Brano proposto |

__________________________________________________

Massime relative all'art. 36 Legge equo canone

Cass. civ. n. 23111/2015

In caso di cessione del contratto di locazione (contestuale alla cessione dell’azienda) effettuata ai sensi dell’art. 36 della legge n. 392 del 1978 senza il consenso del locatore, tra il cedente e il cessionario, divenuto successivo conduttore dell’immobile, esiste un vincolo di responsabilità sussidiaria, caratterizzata dal mero "beneficium ordinis”, che consente al locatore di rivolgersi al cedente, con l’esperimento delle relative azioni giudiziali per il soddisfacimento delle obbligazioni inerenti il contratto, solo dopo che si sia consumato l’inadempimento del nuovo conduttore; né rileva l’avvenuta rinnovazione tacita dei contratto di locazione, che, in quanto tale, non comporta la nascita di un nuovo contratto ma solo la prosecuzione del precedente, che rimane identico nel suo contenuto.

Cass. civ. n. 19531/2015

In caso di affitto di azienda con contestuale cessione del contratto di locazione dell’immobile nel quale l’azienda è esercitata, il locatore, in caso di inadempimento del cessionario, può agire, ex art. 36 della 1. n. 392 del 1978, nei confronti del cedente per il pagamento del canone, salvo che egli stesso dichiari espressamente di liberarlo, senza che assuma alcun rilievo la dilatazione temporale del vincolo obbligatorio per l’intervenuta rinnovazione tacita del contratto.

Cass. civ. n. 11967/2013

In caso di affitto di azienda, la qualificazione come sublocazione, ovvero come cessione dell’originaria locazione, del contratto intervenuto tra le parti relativamente all’immobile in cui è esercitata l’azienda non rileva con riguardo all’esclusione della necessità del consenso del locatore - prevista, per entrambi i casi, dall’art. 36 della legge 27 luglio 1978, n. 392, rispettivamente in deroga agli artt. 1594 e 1406 cod. civ. - ma la distinzione resta, invece, rilevante nei rapporti con il locatore, dal momento che, per le azioni esercitate da o contro il medesimo, la legittimazione "ad causam" appartiene al conduttore originario nella sublocazione ed al cessionario in ipotesi di cessione del contratto di locazione.

__________________________________________________

Righe di identificazione della posizione
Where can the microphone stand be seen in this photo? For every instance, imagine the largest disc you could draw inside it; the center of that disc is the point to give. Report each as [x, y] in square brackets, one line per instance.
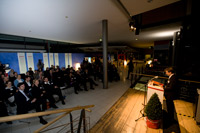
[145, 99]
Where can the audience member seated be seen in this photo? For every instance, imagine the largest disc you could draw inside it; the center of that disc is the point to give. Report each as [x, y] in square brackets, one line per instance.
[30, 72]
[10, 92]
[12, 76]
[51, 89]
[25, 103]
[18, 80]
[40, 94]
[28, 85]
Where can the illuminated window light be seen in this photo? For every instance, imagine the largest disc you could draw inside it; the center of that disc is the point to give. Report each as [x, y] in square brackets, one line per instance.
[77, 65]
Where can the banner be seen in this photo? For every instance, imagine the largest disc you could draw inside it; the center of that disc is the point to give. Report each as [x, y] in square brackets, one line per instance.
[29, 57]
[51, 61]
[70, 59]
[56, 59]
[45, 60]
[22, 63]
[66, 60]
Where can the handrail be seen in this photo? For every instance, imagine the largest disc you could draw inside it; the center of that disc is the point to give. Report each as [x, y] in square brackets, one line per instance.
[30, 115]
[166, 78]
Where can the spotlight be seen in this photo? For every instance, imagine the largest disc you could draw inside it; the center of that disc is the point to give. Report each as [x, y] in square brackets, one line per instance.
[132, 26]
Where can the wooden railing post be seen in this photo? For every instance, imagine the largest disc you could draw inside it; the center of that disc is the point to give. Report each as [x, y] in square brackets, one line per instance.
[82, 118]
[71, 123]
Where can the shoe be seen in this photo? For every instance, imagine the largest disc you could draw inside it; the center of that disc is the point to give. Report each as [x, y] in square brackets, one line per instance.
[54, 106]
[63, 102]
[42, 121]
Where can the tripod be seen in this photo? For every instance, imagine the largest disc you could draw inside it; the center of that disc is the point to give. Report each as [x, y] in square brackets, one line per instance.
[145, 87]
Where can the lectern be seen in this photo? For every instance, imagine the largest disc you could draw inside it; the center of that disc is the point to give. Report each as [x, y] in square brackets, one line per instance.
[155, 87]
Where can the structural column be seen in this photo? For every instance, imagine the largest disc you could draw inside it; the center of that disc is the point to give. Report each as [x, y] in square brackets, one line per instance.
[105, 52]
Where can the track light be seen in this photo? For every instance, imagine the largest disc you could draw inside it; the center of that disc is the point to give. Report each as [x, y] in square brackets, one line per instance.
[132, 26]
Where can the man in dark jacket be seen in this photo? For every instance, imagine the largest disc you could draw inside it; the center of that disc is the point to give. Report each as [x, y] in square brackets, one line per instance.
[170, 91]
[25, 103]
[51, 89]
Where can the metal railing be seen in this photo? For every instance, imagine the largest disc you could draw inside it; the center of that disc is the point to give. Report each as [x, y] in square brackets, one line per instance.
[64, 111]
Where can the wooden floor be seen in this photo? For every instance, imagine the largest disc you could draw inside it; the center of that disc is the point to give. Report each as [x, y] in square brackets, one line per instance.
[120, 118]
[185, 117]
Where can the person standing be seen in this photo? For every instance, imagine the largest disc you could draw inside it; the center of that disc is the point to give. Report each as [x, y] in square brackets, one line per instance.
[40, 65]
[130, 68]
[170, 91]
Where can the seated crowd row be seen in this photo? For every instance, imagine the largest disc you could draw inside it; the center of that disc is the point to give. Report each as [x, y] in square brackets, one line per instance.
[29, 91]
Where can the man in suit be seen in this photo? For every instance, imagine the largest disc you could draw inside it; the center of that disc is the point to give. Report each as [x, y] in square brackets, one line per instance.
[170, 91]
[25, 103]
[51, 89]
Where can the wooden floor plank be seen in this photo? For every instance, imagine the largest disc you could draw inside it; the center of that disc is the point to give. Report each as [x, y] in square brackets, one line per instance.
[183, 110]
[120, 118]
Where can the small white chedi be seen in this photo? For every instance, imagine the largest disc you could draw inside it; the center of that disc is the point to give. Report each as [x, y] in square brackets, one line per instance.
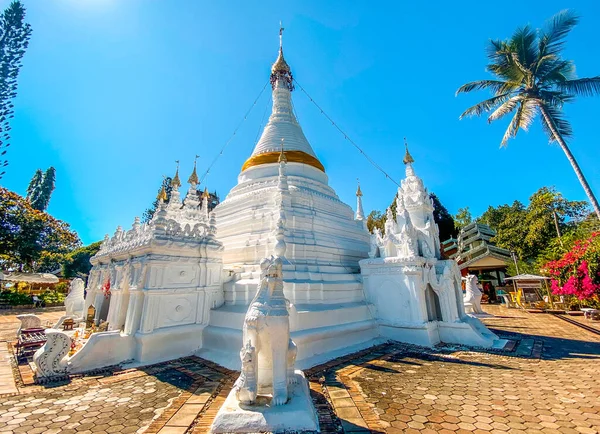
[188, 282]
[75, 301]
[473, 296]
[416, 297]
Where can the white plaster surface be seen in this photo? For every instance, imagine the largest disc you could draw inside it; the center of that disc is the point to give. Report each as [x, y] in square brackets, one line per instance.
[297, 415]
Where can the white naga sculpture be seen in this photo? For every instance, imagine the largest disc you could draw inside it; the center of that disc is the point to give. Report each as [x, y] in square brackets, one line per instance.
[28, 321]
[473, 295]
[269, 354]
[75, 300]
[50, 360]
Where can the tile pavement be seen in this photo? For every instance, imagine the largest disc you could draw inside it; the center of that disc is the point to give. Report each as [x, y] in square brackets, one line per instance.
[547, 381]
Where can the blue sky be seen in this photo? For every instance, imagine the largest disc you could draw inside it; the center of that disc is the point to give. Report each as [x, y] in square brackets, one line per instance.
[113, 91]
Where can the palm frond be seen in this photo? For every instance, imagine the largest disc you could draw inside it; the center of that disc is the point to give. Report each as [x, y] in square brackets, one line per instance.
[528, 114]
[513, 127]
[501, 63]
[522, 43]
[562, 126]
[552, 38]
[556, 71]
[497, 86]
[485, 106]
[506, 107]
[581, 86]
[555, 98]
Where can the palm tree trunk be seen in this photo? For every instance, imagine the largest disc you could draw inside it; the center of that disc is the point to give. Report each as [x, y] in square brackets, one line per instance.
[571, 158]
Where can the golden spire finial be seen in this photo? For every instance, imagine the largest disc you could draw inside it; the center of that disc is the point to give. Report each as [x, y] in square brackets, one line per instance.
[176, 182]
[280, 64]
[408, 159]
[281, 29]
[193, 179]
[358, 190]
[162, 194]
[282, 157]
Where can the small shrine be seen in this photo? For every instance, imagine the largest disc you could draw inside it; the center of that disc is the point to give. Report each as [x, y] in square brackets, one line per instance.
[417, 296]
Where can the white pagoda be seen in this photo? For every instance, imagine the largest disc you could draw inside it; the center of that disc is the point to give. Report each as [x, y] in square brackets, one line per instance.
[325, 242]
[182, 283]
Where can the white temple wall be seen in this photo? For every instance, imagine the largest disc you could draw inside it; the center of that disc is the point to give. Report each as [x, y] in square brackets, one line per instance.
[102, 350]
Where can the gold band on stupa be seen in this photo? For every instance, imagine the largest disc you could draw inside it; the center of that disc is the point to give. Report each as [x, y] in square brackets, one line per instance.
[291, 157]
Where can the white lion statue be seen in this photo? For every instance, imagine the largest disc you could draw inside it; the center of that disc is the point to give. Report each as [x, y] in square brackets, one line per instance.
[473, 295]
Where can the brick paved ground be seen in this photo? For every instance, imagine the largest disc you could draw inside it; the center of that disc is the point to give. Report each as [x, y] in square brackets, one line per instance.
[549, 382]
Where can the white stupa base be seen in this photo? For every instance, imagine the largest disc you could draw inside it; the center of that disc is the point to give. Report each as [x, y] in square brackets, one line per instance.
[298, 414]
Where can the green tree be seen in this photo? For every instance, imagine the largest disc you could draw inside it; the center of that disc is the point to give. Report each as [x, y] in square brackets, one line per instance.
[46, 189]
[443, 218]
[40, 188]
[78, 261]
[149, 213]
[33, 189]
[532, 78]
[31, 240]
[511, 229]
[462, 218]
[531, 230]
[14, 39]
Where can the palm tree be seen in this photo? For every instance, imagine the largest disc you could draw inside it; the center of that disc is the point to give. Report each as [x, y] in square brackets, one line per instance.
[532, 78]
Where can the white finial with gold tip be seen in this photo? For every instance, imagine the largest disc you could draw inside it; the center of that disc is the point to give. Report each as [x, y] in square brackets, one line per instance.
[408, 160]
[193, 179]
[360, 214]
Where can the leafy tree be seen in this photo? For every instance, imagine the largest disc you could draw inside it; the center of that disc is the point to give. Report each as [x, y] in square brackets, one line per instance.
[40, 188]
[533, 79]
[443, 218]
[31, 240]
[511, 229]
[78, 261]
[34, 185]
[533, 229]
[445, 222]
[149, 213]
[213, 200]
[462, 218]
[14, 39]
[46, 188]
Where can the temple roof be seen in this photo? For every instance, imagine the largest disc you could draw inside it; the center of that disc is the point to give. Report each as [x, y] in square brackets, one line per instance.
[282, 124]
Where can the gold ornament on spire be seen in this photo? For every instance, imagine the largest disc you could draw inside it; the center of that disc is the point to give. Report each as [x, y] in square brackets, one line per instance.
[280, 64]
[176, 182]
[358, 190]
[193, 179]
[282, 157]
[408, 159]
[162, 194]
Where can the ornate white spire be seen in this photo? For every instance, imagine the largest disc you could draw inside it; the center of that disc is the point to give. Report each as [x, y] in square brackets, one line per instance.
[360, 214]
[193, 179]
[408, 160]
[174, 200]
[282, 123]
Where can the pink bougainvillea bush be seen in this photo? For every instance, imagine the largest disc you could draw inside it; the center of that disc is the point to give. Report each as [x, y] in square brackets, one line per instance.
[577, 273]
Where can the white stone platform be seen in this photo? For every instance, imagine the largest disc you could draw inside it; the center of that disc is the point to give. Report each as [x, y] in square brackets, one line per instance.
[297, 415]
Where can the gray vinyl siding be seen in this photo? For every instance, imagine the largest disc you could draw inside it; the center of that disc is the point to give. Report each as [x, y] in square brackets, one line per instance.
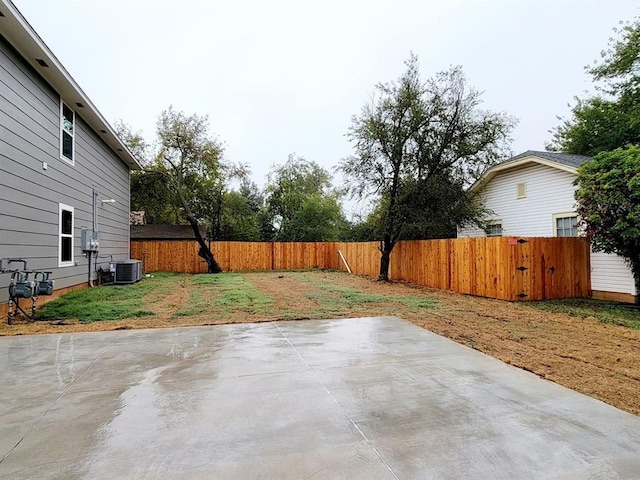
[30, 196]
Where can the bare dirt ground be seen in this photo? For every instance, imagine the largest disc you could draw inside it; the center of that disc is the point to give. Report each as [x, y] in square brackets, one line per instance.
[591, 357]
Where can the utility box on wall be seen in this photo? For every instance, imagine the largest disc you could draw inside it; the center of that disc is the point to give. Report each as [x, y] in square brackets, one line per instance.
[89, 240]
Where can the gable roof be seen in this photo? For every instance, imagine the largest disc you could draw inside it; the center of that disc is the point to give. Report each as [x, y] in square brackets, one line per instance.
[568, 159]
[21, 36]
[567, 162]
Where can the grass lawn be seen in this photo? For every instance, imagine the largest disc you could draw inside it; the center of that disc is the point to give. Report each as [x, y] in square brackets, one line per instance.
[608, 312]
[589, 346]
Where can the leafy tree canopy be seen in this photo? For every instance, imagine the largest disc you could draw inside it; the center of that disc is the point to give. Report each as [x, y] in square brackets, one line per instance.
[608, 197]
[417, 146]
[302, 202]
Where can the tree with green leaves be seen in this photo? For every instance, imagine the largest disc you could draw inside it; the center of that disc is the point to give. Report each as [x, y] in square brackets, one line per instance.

__________________________________________________

Istruzioni |
a. Riscrivi il brano da "Massime relative all'art." e prosegui fino a "nel suo contenuto.", mettendo "inquilino" al posto di "conduttore".
b. Rispondi per favore a queste domande sul brano:
(i) Nella massima n. 23111/2015, che tipo di responsabilità lega il cedente e il cessionario?
(ii) Nella massima n. 19531/2015, in quale caso il locatore non può agire contro il cedente per il pagamento del canone?
(iii) Nella massima n. 11967/2013, a chi appartiene la legittimazione "ad causam" nella sublocazione?

Soluzioni |
a.
Massime relative all'art. 36 Legge equo canone

Cass. civ. n. 23111/2015

In caso di cessione del contratto di locazione (contestuale alla cessione dell’azienda) effettuata ai sensi dell’art. 36 della legge n. 392 del 1978 senza il consenso del locatore, tra il cedente e il cessionario, divenuto successivo inquilino dell’immobile, esiste un vincolo di responsabilità sussidiaria, caratterizzata dal mero "beneficium ordinis”, che consente al locatore di rivolgersi al cedente, con l’esperimento delle relative azioni giudiziali per il soddisfacimento delle obbligazioni inerenti il contratto, solo dopo che si sia consumato l’inadempimento del nuovo inquilino; né rileva l’avvenuta rinnovazione tacita dei contratto di locazione, che, in quanto tale, non comporta la nascita di un nuovo contratto ma solo la prosecuzione del precedente, che rimane identico nel suo contenuto.

b.
(i) Una responsabilità sussidiaria, caratterizzata dal mero "beneficium ordinis".
(ii) Quando il locatore stesso dichiara espressamente di liberarlo.
(iii) Al conduttore originario.